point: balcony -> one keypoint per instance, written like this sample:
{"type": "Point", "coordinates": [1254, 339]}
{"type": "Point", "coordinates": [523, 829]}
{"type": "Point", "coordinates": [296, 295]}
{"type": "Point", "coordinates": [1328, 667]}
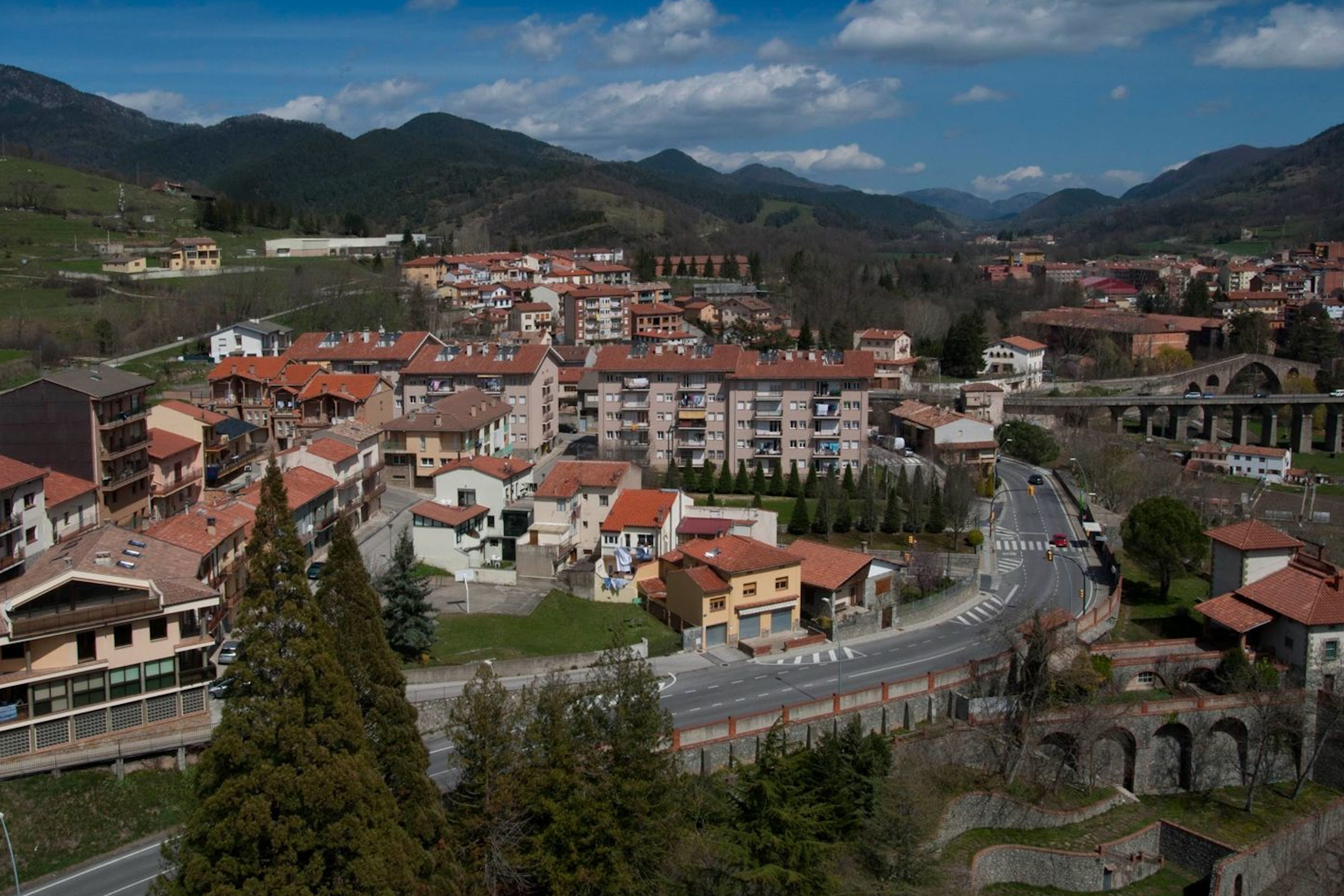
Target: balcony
{"type": "Point", "coordinates": [31, 625]}
{"type": "Point", "coordinates": [163, 490]}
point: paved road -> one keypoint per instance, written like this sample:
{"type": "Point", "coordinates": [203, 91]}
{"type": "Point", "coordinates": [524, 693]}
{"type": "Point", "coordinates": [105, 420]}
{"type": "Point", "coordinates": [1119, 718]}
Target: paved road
{"type": "Point", "coordinates": [1026, 581]}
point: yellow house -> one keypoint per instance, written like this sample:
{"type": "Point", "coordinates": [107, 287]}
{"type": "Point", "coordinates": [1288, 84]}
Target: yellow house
{"type": "Point", "coordinates": [733, 588]}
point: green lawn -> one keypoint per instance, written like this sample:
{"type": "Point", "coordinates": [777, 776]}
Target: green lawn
{"type": "Point", "coordinates": [562, 624]}
{"type": "Point", "coordinates": [56, 823]}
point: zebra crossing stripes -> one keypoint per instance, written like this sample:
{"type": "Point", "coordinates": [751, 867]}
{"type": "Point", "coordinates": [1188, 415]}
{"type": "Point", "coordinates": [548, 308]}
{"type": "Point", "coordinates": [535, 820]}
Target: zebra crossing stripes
{"type": "Point", "coordinates": [819, 658]}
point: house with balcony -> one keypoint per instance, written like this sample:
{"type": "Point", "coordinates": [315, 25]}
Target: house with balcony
{"type": "Point", "coordinates": [526, 378]}
{"type": "Point", "coordinates": [218, 538]}
{"type": "Point", "coordinates": [459, 425]}
{"type": "Point", "coordinates": [250, 339]}
{"type": "Point", "coordinates": [72, 506]}
{"type": "Point", "coordinates": [228, 446]}
{"type": "Point", "coordinates": [334, 398]}
{"type": "Point", "coordinates": [178, 473]}
{"type": "Point", "coordinates": [501, 484]}
{"type": "Point", "coordinates": [568, 512]}
{"type": "Point", "coordinates": [89, 424]}
{"type": "Point", "coordinates": [25, 531]}
{"type": "Point", "coordinates": [312, 501]}
{"type": "Point", "coordinates": [100, 640]}
{"type": "Point", "coordinates": [734, 590]}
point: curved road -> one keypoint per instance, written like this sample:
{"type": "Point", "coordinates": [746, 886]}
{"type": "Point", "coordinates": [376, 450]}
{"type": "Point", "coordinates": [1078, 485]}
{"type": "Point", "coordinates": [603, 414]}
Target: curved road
{"type": "Point", "coordinates": [1025, 582]}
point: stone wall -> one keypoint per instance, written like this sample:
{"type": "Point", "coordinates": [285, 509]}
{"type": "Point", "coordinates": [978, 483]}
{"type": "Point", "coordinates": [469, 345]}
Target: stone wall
{"type": "Point", "coordinates": [998, 810]}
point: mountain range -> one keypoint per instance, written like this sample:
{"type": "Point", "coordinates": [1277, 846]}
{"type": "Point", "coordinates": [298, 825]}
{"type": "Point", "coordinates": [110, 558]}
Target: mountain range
{"type": "Point", "coordinates": [449, 172]}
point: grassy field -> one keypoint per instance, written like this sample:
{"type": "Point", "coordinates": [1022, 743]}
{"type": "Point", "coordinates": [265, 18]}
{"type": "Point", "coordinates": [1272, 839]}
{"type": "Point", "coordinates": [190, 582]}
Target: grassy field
{"type": "Point", "coordinates": [562, 624]}
{"type": "Point", "coordinates": [56, 823]}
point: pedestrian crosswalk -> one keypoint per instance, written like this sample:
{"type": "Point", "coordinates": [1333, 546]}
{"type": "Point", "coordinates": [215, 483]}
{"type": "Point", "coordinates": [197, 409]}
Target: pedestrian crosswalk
{"type": "Point", "coordinates": [819, 658]}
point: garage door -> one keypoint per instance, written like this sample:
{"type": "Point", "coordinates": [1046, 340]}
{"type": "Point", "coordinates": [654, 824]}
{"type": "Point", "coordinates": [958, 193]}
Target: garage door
{"type": "Point", "coordinates": [749, 626]}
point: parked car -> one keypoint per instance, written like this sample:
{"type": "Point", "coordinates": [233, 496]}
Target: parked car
{"type": "Point", "coordinates": [228, 653]}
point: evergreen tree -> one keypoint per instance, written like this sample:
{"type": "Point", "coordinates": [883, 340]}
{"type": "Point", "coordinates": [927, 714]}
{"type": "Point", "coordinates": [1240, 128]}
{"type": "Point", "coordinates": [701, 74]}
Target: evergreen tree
{"type": "Point", "coordinates": [289, 798]}
{"type": "Point", "coordinates": [799, 522]}
{"type": "Point", "coordinates": [351, 608]}
{"type": "Point", "coordinates": [892, 514]}
{"type": "Point", "coordinates": [406, 612]}
{"type": "Point", "coordinates": [937, 520]}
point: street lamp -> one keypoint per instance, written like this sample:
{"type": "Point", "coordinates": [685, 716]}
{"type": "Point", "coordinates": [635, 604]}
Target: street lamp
{"type": "Point", "coordinates": [13, 863]}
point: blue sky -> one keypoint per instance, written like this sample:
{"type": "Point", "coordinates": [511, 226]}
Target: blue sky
{"type": "Point", "coordinates": [994, 97]}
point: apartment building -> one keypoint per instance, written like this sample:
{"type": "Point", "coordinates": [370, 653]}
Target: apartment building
{"type": "Point", "coordinates": [100, 639]}
{"type": "Point", "coordinates": [724, 404]}
{"type": "Point", "coordinates": [522, 377]}
{"type": "Point", "coordinates": [459, 425]}
{"type": "Point", "coordinates": [89, 424]}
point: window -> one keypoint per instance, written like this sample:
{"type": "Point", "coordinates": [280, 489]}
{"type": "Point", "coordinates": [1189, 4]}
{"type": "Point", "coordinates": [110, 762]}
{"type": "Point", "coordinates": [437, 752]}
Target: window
{"type": "Point", "coordinates": [87, 647]}
{"type": "Point", "coordinates": [160, 675]}
{"type": "Point", "coordinates": [88, 690]}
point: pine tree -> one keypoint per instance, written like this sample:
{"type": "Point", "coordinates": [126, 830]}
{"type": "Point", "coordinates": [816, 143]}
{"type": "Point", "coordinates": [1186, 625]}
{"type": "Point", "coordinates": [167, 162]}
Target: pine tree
{"type": "Point", "coordinates": [406, 612]}
{"type": "Point", "coordinates": [289, 798]}
{"type": "Point", "coordinates": [892, 514]}
{"type": "Point", "coordinates": [351, 606]}
{"type": "Point", "coordinates": [799, 522]}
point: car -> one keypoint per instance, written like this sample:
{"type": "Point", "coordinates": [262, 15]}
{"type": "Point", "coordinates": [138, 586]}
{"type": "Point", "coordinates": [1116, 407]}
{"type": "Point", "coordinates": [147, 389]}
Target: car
{"type": "Point", "coordinates": [228, 653]}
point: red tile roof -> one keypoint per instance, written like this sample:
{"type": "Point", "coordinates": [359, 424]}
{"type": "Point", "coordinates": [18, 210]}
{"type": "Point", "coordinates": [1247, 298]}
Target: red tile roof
{"type": "Point", "coordinates": [17, 472]}
{"type": "Point", "coordinates": [737, 554]}
{"type": "Point", "coordinates": [640, 510]}
{"type": "Point", "coordinates": [165, 444]}
{"type": "Point", "coordinates": [1253, 535]}
{"type": "Point", "coordinates": [448, 515]}
{"type": "Point", "coordinates": [62, 487]}
{"type": "Point", "coordinates": [499, 468]}
{"type": "Point", "coordinates": [568, 477]}
{"type": "Point", "coordinates": [828, 568]}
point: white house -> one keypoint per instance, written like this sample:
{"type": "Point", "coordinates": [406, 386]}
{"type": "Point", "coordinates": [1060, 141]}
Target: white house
{"type": "Point", "coordinates": [250, 339]}
{"type": "Point", "coordinates": [1019, 361]}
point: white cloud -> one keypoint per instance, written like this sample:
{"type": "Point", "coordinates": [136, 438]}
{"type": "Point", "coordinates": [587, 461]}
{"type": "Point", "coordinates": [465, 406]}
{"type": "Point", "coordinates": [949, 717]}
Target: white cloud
{"type": "Point", "coordinates": [776, 50]}
{"type": "Point", "coordinates": [673, 30]}
{"type": "Point", "coordinates": [167, 105]}
{"type": "Point", "coordinates": [971, 31]}
{"type": "Point", "coordinates": [1291, 37]}
{"type": "Point", "coordinates": [846, 158]}
{"type": "Point", "coordinates": [979, 93]}
{"type": "Point", "coordinates": [1124, 178]}
{"type": "Point", "coordinates": [761, 100]}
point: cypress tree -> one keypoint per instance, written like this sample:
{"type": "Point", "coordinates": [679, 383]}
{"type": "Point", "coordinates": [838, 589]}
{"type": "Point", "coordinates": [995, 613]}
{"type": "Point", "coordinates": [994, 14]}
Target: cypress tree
{"type": "Point", "coordinates": [351, 608]}
{"type": "Point", "coordinates": [411, 630]}
{"type": "Point", "coordinates": [799, 523]}
{"type": "Point", "coordinates": [289, 798]}
{"type": "Point", "coordinates": [742, 484]}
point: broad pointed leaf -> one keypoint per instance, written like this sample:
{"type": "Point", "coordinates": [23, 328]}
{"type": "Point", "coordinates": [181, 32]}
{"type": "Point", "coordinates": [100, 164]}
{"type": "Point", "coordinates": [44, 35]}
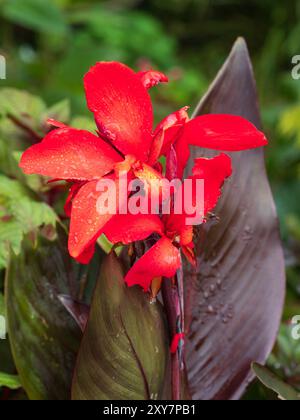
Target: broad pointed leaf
{"type": "Point", "coordinates": [44, 337]}
{"type": "Point", "coordinates": [271, 381]}
{"type": "Point", "coordinates": [235, 297]}
{"type": "Point", "coordinates": [124, 351]}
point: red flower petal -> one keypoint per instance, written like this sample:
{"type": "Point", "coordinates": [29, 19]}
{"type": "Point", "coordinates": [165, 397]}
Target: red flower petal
{"type": "Point", "coordinates": [152, 78]}
{"type": "Point", "coordinates": [70, 154]}
{"type": "Point", "coordinates": [223, 132]}
{"type": "Point", "coordinates": [122, 107]}
{"type": "Point", "coordinates": [162, 260]}
{"type": "Point", "coordinates": [130, 228]}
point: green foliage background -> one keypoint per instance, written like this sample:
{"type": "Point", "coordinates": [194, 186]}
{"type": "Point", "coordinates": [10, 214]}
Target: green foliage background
{"type": "Point", "coordinates": [50, 44]}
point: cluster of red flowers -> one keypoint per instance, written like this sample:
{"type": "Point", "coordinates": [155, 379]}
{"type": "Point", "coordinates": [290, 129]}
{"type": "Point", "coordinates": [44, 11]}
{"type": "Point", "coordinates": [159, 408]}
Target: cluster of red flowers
{"type": "Point", "coordinates": [125, 141]}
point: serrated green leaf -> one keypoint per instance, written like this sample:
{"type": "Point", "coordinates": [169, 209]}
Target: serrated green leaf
{"type": "Point", "coordinates": [9, 381]}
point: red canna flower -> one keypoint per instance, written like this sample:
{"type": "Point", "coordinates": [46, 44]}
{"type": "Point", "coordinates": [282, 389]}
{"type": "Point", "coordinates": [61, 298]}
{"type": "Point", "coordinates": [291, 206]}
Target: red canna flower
{"type": "Point", "coordinates": [125, 140]}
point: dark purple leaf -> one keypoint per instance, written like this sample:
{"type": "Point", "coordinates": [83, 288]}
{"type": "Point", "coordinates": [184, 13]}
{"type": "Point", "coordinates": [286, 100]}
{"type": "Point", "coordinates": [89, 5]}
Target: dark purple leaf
{"type": "Point", "coordinates": [78, 310]}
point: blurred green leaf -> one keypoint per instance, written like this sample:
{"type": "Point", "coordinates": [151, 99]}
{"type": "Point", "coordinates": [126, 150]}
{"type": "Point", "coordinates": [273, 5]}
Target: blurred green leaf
{"type": "Point", "coordinates": [21, 215]}
{"type": "Point", "coordinates": [284, 391]}
{"type": "Point", "coordinates": [60, 112]}
{"type": "Point", "coordinates": [40, 15]}
{"type": "Point", "coordinates": [10, 381]}
{"type": "Point", "coordinates": [44, 337]}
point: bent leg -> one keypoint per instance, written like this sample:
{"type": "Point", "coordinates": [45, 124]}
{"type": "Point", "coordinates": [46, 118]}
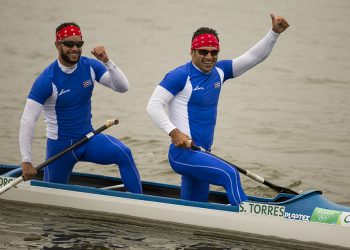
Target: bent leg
{"type": "Point", "coordinates": [194, 189]}
{"type": "Point", "coordinates": [59, 170]}
{"type": "Point", "coordinates": [209, 169]}
{"type": "Point", "coordinates": [105, 149]}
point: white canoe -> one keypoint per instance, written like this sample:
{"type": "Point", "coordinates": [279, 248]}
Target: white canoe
{"type": "Point", "coordinates": [307, 217]}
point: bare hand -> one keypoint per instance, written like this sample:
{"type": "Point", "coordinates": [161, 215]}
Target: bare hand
{"type": "Point", "coordinates": [279, 24]}
{"type": "Point", "coordinates": [180, 139]}
{"type": "Point", "coordinates": [28, 171]}
{"type": "Point", "coordinates": [100, 53]}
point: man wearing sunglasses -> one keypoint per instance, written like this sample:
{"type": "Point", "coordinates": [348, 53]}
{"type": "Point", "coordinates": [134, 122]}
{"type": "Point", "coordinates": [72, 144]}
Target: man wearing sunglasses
{"type": "Point", "coordinates": [63, 91]}
{"type": "Point", "coordinates": [191, 93]}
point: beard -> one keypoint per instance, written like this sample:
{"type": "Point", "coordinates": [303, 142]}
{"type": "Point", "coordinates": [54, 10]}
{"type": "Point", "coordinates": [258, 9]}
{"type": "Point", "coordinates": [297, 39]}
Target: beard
{"type": "Point", "coordinates": [66, 58]}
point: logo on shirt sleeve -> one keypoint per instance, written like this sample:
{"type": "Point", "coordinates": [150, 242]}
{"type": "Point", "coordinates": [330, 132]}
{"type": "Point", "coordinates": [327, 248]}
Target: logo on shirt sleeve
{"type": "Point", "coordinates": [217, 85]}
{"type": "Point", "coordinates": [87, 83]}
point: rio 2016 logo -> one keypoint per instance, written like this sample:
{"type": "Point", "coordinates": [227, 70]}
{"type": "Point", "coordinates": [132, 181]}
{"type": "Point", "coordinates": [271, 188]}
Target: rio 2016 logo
{"type": "Point", "coordinates": [345, 219]}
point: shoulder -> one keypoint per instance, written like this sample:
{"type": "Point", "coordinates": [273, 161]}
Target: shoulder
{"type": "Point", "coordinates": [90, 61]}
{"type": "Point", "coordinates": [224, 68]}
{"type": "Point", "coordinates": [175, 80]}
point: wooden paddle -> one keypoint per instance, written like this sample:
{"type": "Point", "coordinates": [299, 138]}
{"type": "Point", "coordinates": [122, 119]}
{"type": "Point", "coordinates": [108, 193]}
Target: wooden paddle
{"type": "Point", "coordinates": [87, 137]}
{"type": "Point", "coordinates": [259, 179]}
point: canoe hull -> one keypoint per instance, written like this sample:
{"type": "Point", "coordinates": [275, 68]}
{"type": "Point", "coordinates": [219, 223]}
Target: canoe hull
{"type": "Point", "coordinates": [176, 211]}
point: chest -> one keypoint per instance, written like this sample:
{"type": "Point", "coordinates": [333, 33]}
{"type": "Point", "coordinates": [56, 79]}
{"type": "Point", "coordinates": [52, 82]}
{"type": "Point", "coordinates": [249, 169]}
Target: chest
{"type": "Point", "coordinates": [205, 89]}
{"type": "Point", "coordinates": [73, 89]}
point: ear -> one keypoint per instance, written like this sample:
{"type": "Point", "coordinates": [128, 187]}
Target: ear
{"type": "Point", "coordinates": [192, 53]}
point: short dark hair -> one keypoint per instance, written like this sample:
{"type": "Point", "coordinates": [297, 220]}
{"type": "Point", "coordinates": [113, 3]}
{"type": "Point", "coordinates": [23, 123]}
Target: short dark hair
{"type": "Point", "coordinates": [65, 25]}
{"type": "Point", "coordinates": [205, 30]}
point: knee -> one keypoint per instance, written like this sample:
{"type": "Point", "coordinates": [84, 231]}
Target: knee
{"type": "Point", "coordinates": [126, 149]}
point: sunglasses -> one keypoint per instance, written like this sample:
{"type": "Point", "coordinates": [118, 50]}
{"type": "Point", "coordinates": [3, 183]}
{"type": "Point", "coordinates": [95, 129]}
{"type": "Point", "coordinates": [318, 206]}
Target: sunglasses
{"type": "Point", "coordinates": [204, 52]}
{"type": "Point", "coordinates": [71, 44]}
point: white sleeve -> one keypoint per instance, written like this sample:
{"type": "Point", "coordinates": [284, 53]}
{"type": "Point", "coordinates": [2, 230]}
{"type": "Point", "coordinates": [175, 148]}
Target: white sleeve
{"type": "Point", "coordinates": [258, 53]}
{"type": "Point", "coordinates": [156, 109]}
{"type": "Point", "coordinates": [114, 78]}
{"type": "Point", "coordinates": [30, 115]}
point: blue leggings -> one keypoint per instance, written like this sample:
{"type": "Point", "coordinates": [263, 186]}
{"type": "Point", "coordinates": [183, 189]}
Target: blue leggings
* * *
> _WHAT THIS TASK INVOLVES_
Repeat, with no changes, each line from the one with "point: white sleeve" to the end of the listing, including both ends and nothing else.

> _EXERCISE SOLUTION_
point: white sleeve -> one keypoint per instance, written like this sample:
{"type": "Point", "coordinates": [284, 53]}
{"type": "Point", "coordinates": [2, 230]}
{"type": "Point", "coordinates": [175, 148]}
Target: white sleeve
{"type": "Point", "coordinates": [258, 53]}
{"type": "Point", "coordinates": [156, 109]}
{"type": "Point", "coordinates": [114, 78]}
{"type": "Point", "coordinates": [30, 115]}
point: blue leggings -> one keypoint per instance, written like this sample:
{"type": "Point", "coordinates": [263, 186]}
{"type": "Point", "coordinates": [183, 189]}
Target: blue leggings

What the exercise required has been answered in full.